▶ [Required action]
From the first line to the last, return the data exactly, with no pictures.

▶ [Dataset records]
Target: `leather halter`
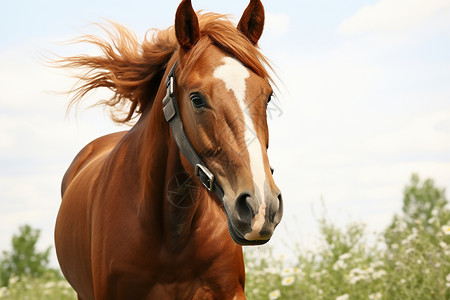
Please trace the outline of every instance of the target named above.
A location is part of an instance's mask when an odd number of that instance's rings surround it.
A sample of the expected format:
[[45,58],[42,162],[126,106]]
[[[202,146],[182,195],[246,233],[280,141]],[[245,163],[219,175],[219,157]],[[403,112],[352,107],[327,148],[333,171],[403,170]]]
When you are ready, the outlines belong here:
[[172,135],[180,149],[181,153],[187,158],[187,160],[194,167],[194,173],[199,178],[203,186],[210,192],[214,192],[219,200],[222,201],[224,193],[222,187],[219,185],[214,177],[214,174],[206,167],[206,164],[201,160],[197,151],[195,151],[189,138],[186,135],[183,127],[183,121],[181,120],[180,110],[175,98],[175,69],[178,65],[178,61],[175,62],[172,69],[166,78],[166,96],[164,97],[163,113],[166,121],[169,123],[172,129]]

▶ [Response]
Target: `leather halter`
Please trace the outline of every instance of the target named above.
A location is part of an instance's mask when an odd number of that instance's rings surround it.
A sample of the expected format:
[[45,58],[42,162],[126,106]]
[[[202,146],[182,195],[246,233],[280,141]],[[245,163],[219,175],[219,157]],[[403,112],[352,107],[327,148],[333,171],[403,170]]]
When you are ready, the outlines belong here:
[[172,135],[180,149],[181,153],[187,158],[187,160],[194,167],[194,173],[199,178],[203,186],[210,192],[214,192],[219,200],[222,201],[224,193],[222,187],[219,185],[214,177],[214,174],[206,167],[206,164],[201,160],[197,151],[195,151],[189,138],[186,135],[183,127],[183,121],[181,120],[180,110],[175,98],[175,69],[178,65],[178,61],[175,62],[172,69],[166,78],[166,96],[164,97],[163,113],[166,121],[169,123],[172,129]]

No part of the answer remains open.